→ **What you need to do**
Locate each line in the records below that contains the string "windshield", and copy those lines in full.
-- START OF Input rows --
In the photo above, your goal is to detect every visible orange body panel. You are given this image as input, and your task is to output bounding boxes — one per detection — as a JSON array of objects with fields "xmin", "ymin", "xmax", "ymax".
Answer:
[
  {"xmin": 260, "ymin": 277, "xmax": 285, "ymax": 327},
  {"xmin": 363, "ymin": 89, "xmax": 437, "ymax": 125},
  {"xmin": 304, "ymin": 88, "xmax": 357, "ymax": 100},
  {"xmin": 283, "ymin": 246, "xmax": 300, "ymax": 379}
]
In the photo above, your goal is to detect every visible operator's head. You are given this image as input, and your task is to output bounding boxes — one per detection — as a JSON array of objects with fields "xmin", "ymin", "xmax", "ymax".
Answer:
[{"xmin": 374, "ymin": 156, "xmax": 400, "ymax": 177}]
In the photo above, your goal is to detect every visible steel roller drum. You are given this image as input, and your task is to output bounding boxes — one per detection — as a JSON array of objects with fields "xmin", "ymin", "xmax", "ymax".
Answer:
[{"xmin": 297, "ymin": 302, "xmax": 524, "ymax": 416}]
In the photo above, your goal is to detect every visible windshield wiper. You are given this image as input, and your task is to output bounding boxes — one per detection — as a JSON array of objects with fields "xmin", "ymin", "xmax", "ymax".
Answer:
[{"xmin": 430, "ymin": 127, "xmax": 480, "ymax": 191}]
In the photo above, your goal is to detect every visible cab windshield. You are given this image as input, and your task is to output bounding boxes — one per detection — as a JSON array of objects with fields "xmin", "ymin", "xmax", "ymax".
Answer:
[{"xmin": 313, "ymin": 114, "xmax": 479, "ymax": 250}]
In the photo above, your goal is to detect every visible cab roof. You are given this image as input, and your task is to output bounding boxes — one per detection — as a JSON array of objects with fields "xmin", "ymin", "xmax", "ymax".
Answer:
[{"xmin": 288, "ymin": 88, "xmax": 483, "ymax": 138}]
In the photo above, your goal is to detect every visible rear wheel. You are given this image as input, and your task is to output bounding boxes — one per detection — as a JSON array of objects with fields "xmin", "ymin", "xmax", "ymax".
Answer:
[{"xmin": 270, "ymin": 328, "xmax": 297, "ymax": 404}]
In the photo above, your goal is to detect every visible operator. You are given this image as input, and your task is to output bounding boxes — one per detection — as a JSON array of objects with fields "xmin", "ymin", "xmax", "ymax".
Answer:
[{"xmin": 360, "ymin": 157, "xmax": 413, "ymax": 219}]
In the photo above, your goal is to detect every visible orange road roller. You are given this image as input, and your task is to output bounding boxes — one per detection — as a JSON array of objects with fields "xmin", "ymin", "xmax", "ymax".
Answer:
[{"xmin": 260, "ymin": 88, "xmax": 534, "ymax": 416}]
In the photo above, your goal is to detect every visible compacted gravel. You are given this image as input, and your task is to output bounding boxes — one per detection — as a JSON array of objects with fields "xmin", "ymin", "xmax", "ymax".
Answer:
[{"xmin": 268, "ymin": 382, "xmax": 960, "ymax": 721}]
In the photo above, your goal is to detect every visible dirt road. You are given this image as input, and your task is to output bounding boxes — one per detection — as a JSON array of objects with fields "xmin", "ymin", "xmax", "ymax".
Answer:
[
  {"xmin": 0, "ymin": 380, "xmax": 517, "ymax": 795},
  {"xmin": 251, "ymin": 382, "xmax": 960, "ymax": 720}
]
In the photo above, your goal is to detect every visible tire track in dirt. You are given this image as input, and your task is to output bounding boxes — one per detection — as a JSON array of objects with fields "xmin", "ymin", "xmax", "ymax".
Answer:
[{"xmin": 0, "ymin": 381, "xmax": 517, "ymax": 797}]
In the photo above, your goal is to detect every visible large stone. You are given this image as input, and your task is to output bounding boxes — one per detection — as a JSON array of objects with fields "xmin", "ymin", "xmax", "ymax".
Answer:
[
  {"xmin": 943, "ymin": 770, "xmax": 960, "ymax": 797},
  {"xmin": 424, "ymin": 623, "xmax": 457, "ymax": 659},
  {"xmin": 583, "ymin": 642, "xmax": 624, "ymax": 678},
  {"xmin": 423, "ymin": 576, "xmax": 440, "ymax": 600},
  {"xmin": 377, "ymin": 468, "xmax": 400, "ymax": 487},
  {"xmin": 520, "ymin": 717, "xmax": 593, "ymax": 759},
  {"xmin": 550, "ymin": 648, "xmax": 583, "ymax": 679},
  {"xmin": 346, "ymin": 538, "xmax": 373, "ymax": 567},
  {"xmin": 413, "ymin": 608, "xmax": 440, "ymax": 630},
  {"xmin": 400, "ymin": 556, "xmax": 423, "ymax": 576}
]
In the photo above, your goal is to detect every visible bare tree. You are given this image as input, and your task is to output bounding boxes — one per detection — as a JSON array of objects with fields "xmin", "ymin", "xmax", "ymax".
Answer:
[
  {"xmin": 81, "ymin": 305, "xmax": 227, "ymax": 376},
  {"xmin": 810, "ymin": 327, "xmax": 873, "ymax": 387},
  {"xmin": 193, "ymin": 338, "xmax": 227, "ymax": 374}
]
-- END OF Input rows --
→ **Solution to this task**
In the photo above, your goal is to detect every visible windshield wiper. You are given this image as input, and your task is to output bounding boxes — one per detection — as a JSON array of objects with fields "xmin", "ymin", "xmax", "ymax".
In the photo above, your goal is to detect every visible cab windshield. You are given this image as input, and your task is to output bounding boxes — one per detection — as a JSON array of objects with fields "xmin", "ymin", "xmax", "ymax".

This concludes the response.